INSTRUCTIONS FOR THE TASK: Rewrite the passage of the MongoDB text search thread starting at "The text index is" and ending at "works well too.", with "scripts" changed to "tools".

-- Start of PASSAGE SHOWN --

Text search uses too much RAM

Hello,

I use text search in the aggregation pipeline, and I face a problem. It uses too much RAM (8GB of RAM is not enough for a single aggregation call). Can I make any optimizations to reduce the memory usage?

Collection metrics:

  • Number of documents: 380 000
  • Size of the collection: ~8GB
  • Size of the text index: 340MB

Database: MongoDB 4.4

Hi @Roman_Right,

Probably. But I don’t see how we could potentially help you without some sample documents, index definitions and the pipeline you mentioned.

Also, you are using Atlas Search here, correct?

Cheers,
Maxime.

Hi @MaBeuLux88 ,

Thank you for your reply.

No, I use stand-alone MongoDB 4.4.

The aggregation query is next:

[
    {
        "$match": {
            "$expr": {
                "$eq": ["$tag", "8"]
            },
            "$text": {"$search": "good"}
        }
    },
    {
        "$limit": 10
    }
]

The document schema is {“text”: string, “tag”: string}.

The “text” field is ~ 20000 symbols in length. It can be any text, I think. For the synthetic tests, I used parts of a book “20000 leagues under the sea” and it had the same results.

The tag field is small (<10 symbols).

The text index is set the next way: db[“my-collection”].createIndex({“text”: “text”});

I created a repo with scripts, that can reproduce my problem: GitHub - roman-right/text_index_memory_usage

I face this problem only in MongoDB 4.4.

MongoDB 5.0 works well, Atlas (with 5.0 on board) works well too.

Mb there are specific tweaks for 4.4, that I should use?

Hi @Roman_Right,

Sorry for the break, I had a baby :slight_smile: !

Are you familiar with the allowDiskUse option?

If your cluster has 8 GB or RAM, most of it is already use by the OS, the working set, the indexes and the other queries. Your aggregation can only use whatever RAM is left. Is your cluster already maxed at 8GB of RAM constantly or there is some room left for queries and for your cluster to be healthy?

I’m not sure why there is a difference between 4.4 and 5.0. It could be that your 5.0 isn’t as loaded as the 4.4 one which is in prod I’m guessing and therefore has more RAM & ressources available.

Also 5.0 is, of course, an improved version since 4.4 so maybe some features are improving the performances. Maybe it’s time to plan an upgrade and say goodbye to 2020.

Cheers,
Maxime.

-- End of PASSAGE SHOWN --
-- Start of LISTING --

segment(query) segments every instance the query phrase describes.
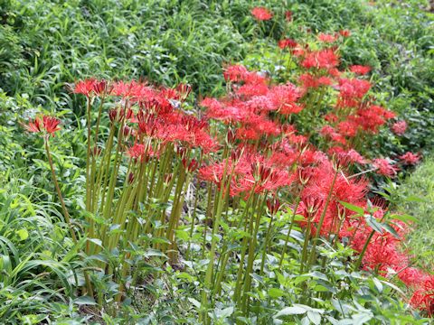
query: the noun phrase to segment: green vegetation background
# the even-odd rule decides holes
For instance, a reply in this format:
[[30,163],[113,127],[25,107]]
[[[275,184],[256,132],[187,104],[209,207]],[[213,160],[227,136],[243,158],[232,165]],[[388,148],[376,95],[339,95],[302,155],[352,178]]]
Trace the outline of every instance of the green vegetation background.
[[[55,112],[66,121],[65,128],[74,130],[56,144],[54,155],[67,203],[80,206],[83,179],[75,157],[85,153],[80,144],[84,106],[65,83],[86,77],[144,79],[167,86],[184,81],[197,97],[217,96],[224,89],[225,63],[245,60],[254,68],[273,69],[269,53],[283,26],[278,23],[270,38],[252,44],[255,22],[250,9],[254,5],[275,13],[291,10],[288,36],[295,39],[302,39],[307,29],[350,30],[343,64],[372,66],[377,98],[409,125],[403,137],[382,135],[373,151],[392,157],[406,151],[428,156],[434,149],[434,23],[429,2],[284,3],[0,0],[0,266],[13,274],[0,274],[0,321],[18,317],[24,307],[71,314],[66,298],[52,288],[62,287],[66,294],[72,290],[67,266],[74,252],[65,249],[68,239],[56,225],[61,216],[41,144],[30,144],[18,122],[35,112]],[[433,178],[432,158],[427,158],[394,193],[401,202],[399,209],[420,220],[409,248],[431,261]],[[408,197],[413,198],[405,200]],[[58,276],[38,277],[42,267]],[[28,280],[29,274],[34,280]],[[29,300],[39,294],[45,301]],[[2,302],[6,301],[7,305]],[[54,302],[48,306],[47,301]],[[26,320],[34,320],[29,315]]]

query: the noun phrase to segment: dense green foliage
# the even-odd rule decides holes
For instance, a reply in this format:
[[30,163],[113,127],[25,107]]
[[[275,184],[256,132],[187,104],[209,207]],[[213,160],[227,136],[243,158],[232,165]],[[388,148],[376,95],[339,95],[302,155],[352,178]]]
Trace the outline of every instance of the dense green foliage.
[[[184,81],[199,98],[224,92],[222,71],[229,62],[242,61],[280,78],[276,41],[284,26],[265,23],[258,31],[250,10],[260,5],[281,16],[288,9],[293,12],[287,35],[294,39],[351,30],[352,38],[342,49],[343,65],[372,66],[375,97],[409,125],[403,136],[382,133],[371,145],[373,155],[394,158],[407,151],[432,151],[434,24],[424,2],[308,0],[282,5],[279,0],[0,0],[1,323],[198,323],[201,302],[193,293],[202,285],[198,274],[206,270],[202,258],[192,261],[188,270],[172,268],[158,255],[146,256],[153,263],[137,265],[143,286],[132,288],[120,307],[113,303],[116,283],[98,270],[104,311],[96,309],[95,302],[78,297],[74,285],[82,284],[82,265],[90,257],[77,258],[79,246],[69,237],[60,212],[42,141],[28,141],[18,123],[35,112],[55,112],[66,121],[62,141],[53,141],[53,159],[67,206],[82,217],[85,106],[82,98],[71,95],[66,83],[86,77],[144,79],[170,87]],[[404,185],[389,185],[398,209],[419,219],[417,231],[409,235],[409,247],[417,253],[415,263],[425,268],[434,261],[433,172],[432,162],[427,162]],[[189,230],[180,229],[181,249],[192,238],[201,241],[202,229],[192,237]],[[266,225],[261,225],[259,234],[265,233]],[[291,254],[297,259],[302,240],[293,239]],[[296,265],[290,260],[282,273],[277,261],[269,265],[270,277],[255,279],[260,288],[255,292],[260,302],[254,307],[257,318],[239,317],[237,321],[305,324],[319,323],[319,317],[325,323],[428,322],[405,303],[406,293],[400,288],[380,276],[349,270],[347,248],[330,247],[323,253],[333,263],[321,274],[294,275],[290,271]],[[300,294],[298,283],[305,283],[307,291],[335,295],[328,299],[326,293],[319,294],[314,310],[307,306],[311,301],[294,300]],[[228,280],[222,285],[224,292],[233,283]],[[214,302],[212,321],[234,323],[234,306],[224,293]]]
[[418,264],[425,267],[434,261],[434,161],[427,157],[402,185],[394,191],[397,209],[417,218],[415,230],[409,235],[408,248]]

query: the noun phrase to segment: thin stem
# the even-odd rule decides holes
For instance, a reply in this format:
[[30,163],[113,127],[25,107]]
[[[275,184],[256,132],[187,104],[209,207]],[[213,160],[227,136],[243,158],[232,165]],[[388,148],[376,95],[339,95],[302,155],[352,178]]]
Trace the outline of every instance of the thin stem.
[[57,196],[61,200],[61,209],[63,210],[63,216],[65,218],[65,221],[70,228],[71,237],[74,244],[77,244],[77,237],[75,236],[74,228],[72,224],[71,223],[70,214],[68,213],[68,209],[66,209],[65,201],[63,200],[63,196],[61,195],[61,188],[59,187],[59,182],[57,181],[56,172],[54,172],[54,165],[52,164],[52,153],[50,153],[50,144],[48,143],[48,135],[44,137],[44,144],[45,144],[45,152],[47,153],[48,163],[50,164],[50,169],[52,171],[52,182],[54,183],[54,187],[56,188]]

-- End of LISTING --

TASK RESPONSE:
The text index is set the next way: db[“my-collection”].createIndex({“text”: “text”});

I created a repo with tools, that can reproduce my problem: GitHub - roman-right/text_index_memory_usage

I face this problem only in MongoDB 4.4.

MongoDB 5.0 works well, Atlas (with 5.0 on board) works well too.